* REQUEST: Begin with the line that contains "point: patanan logo" and transcribe each line after it, up to and including the last line of the listing below.

* RECORDS PROVIDED:
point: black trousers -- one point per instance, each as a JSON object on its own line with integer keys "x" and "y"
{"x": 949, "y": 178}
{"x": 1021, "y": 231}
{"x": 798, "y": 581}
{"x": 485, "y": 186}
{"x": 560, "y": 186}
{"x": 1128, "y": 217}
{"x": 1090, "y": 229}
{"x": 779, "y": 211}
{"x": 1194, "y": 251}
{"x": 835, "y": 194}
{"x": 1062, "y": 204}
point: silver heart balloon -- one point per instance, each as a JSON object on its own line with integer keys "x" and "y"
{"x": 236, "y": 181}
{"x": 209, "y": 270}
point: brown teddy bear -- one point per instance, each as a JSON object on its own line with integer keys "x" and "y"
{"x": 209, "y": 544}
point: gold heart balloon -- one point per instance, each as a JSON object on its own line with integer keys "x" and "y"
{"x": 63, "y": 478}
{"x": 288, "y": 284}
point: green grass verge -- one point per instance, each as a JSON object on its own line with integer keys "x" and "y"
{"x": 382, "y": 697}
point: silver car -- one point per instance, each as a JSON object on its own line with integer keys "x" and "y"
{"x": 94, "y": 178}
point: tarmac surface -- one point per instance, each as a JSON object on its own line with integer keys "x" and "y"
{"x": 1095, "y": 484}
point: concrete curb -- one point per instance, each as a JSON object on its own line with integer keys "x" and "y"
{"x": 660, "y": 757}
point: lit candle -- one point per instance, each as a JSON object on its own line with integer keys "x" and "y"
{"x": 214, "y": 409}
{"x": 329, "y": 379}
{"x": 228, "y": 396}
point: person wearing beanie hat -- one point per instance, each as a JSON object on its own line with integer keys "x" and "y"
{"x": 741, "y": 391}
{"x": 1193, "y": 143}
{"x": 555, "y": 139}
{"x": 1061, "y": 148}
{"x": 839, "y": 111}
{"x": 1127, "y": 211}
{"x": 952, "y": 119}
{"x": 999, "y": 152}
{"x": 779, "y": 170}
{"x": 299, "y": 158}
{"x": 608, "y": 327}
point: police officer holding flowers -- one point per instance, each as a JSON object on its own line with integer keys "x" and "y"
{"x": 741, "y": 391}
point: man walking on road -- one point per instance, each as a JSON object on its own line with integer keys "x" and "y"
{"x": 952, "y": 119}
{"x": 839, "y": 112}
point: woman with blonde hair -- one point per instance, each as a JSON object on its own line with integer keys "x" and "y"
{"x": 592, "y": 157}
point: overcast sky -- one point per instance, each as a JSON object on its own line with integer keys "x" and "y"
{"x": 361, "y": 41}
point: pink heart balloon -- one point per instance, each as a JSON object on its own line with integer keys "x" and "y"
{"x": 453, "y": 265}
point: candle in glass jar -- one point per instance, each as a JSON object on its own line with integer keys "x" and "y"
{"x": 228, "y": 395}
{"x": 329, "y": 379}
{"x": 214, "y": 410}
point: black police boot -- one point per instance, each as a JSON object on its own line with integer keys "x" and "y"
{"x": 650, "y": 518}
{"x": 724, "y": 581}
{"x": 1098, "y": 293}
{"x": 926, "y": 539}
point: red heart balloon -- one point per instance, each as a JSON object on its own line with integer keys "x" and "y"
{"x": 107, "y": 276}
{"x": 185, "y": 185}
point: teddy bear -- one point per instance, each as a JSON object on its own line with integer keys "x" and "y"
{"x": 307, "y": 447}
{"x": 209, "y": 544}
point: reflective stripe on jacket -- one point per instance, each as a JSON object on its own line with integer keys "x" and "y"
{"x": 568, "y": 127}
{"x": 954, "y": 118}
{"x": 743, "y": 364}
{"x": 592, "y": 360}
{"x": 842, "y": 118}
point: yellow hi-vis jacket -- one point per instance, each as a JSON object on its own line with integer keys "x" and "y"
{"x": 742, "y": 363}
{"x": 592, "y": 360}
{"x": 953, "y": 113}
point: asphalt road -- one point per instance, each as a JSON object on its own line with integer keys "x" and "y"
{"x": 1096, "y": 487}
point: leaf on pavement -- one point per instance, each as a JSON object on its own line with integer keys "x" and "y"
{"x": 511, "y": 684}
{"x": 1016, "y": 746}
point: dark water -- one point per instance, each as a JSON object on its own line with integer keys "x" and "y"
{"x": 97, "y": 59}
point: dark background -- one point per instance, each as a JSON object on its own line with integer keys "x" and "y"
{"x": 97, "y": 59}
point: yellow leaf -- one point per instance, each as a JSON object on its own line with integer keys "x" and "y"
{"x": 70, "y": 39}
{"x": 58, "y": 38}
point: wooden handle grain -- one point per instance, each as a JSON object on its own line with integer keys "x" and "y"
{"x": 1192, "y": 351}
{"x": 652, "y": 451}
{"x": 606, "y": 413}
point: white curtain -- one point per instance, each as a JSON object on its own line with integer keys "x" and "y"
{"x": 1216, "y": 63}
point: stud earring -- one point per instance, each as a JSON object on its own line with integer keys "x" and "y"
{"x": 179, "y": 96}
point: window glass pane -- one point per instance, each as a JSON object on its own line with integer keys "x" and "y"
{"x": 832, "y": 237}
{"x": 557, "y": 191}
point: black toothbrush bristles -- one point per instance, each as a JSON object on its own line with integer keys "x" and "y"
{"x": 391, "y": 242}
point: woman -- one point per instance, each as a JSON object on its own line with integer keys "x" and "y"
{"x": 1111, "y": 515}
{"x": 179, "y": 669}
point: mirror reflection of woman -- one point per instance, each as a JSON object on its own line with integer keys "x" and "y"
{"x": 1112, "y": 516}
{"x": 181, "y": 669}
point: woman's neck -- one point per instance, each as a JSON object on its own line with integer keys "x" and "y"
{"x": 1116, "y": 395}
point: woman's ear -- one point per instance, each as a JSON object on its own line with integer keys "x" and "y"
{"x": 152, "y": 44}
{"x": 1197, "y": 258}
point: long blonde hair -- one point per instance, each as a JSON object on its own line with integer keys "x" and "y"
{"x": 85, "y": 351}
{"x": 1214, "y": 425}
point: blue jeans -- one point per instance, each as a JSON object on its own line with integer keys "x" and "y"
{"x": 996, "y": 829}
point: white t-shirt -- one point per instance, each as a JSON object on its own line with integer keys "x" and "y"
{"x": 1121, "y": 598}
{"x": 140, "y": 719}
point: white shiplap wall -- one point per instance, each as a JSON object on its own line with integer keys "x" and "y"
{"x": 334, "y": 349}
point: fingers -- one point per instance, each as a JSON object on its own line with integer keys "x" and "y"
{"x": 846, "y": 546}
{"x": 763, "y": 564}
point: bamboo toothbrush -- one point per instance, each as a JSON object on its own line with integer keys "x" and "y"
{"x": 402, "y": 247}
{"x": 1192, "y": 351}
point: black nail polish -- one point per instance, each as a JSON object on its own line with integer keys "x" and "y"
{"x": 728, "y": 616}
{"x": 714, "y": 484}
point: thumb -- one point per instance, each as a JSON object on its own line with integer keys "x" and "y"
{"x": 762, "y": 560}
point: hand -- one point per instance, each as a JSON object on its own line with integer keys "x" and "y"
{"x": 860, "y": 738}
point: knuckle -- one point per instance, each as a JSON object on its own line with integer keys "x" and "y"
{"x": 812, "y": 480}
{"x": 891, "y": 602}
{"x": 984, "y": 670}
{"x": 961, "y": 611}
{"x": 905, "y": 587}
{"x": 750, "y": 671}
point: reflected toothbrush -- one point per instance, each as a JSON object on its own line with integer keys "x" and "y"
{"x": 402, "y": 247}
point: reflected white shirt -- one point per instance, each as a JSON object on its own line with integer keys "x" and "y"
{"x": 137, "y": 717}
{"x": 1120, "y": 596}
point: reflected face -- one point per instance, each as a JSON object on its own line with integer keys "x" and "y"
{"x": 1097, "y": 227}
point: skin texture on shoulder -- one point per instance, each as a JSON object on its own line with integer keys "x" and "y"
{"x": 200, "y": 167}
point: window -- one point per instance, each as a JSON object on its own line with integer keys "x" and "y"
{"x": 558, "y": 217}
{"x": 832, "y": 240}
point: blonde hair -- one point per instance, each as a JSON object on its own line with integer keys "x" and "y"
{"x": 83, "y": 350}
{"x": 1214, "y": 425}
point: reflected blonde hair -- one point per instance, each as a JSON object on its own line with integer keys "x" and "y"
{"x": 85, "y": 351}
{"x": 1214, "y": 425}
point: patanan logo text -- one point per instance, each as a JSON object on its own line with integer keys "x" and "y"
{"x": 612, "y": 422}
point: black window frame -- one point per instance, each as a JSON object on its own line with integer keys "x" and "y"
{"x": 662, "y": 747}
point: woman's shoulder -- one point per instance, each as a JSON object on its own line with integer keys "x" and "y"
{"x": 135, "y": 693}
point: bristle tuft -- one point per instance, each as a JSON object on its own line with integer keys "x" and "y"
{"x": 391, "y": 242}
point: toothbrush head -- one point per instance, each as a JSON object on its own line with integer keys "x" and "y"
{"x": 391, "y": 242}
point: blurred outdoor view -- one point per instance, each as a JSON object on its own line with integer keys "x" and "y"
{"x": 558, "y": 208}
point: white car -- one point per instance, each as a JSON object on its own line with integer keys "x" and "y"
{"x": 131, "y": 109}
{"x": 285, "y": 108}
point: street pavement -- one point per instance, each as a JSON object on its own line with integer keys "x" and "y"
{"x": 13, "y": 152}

* TASK ANSWER:
point: patanan logo text -- one point per instance, each as a JSON object on its own line with integer keys "x" and "y"
{"x": 612, "y": 422}
point: black window frame -- one point per instance, each as a JSON object on its own line with integer keys "x" and "y"
{"x": 662, "y": 747}
point: woman's shoulder -- one point per instance, each as a JSON object on its own line with integer keys "x" and "y"
{"x": 135, "y": 693}
point: bristle tuft -- one point per instance, each as a JSON object on its own line with integer keys "x" and "y"
{"x": 391, "y": 242}
point: toothbrush head -- one point per instance, each as a JSON object on its own line with integer keys "x" and "y"
{"x": 391, "y": 242}
point: blurred outdoor view -- one point per instance, each as a JSON object on its own line with integer keys "x" and "y"
{"x": 558, "y": 208}
point: white car -- one point per instance, each as a JSON object on its own line with integer keys "x" and "y"
{"x": 131, "y": 109}
{"x": 285, "y": 108}
point: street pavement -- one point per instance, each as a JSON object on its own line with integer keys "x" and "y"
{"x": 13, "y": 152}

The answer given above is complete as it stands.